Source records
•••

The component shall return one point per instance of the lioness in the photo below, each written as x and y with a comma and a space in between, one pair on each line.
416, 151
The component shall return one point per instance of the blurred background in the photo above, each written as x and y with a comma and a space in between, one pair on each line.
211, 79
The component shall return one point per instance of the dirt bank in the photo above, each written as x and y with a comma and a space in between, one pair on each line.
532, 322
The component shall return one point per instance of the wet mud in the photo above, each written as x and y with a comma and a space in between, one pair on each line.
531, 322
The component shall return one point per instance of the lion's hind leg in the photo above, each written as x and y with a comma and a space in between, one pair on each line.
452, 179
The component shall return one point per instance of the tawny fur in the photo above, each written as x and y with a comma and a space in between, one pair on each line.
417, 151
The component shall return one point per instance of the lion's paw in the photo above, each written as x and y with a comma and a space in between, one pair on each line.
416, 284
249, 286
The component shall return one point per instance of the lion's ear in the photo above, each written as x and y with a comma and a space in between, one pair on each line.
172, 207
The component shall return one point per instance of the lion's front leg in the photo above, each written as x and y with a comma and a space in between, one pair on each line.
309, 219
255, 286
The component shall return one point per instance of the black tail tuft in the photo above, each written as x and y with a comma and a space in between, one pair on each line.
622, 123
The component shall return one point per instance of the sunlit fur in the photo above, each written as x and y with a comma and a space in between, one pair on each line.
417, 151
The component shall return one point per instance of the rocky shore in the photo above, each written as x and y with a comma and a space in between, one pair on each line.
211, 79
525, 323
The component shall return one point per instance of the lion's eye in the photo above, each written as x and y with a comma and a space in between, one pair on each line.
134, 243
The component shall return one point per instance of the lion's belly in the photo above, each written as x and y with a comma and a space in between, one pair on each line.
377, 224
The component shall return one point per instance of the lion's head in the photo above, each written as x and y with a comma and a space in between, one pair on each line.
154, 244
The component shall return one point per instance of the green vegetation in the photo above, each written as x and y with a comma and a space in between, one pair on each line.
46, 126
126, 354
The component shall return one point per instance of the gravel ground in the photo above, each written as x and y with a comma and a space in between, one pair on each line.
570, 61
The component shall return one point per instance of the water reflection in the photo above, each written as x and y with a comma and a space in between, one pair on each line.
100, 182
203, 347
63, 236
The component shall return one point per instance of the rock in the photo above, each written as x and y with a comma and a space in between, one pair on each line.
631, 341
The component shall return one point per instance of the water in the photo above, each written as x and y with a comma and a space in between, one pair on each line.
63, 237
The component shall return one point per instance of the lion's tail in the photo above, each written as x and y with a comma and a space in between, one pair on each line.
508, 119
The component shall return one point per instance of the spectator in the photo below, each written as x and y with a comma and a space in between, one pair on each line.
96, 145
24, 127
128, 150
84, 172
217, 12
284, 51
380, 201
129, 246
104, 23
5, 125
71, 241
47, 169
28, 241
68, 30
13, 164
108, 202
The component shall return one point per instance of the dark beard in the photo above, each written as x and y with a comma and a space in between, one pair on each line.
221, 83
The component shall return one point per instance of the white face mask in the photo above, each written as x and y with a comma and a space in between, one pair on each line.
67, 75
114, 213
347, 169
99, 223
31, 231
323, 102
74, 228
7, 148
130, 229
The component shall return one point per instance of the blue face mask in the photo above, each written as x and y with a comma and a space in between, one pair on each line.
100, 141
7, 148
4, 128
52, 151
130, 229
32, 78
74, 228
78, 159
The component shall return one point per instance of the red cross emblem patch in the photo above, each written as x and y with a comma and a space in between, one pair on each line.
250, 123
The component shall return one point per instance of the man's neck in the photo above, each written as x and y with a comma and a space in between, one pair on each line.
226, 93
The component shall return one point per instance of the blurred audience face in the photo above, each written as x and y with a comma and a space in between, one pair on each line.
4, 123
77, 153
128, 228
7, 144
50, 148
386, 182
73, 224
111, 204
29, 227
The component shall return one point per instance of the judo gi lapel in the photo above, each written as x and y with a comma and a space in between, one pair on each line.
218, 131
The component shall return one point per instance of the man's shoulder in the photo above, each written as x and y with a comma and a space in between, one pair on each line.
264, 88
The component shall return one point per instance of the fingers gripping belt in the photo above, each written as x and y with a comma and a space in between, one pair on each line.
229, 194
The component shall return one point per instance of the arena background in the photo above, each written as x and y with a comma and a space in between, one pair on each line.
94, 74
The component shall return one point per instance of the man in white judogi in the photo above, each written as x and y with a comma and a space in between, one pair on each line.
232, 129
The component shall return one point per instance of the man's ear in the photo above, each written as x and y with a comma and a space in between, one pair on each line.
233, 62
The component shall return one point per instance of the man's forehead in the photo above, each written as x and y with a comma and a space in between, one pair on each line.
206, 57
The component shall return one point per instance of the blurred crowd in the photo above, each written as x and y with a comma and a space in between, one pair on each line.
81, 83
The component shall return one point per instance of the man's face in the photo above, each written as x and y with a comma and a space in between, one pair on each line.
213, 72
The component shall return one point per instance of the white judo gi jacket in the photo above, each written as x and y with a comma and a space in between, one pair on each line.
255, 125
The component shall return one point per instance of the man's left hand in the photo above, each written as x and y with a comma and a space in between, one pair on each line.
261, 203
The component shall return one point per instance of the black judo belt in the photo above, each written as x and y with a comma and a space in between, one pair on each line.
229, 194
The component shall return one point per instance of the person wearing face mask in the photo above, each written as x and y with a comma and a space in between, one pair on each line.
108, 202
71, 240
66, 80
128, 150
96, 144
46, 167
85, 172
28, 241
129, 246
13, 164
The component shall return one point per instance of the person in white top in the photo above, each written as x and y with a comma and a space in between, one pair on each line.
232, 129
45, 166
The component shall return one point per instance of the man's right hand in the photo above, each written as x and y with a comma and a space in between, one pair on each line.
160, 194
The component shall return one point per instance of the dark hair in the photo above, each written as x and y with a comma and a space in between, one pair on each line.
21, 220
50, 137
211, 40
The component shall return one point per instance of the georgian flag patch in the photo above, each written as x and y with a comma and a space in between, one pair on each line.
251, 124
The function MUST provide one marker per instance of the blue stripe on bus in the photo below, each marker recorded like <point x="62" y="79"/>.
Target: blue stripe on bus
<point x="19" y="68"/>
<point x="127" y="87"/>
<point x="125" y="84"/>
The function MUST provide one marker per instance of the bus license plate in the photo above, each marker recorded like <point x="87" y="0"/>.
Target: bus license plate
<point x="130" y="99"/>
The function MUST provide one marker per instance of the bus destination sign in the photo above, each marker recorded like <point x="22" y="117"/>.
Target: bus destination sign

•••

* What you should do:
Scan the entries above for the word "destination" and collect each line holding it.

* Response below:
The function MUST provide one marker per instance of the bus destination sign in the photo above, each marker recorded like <point x="22" y="117"/>.
Target: bus destination sign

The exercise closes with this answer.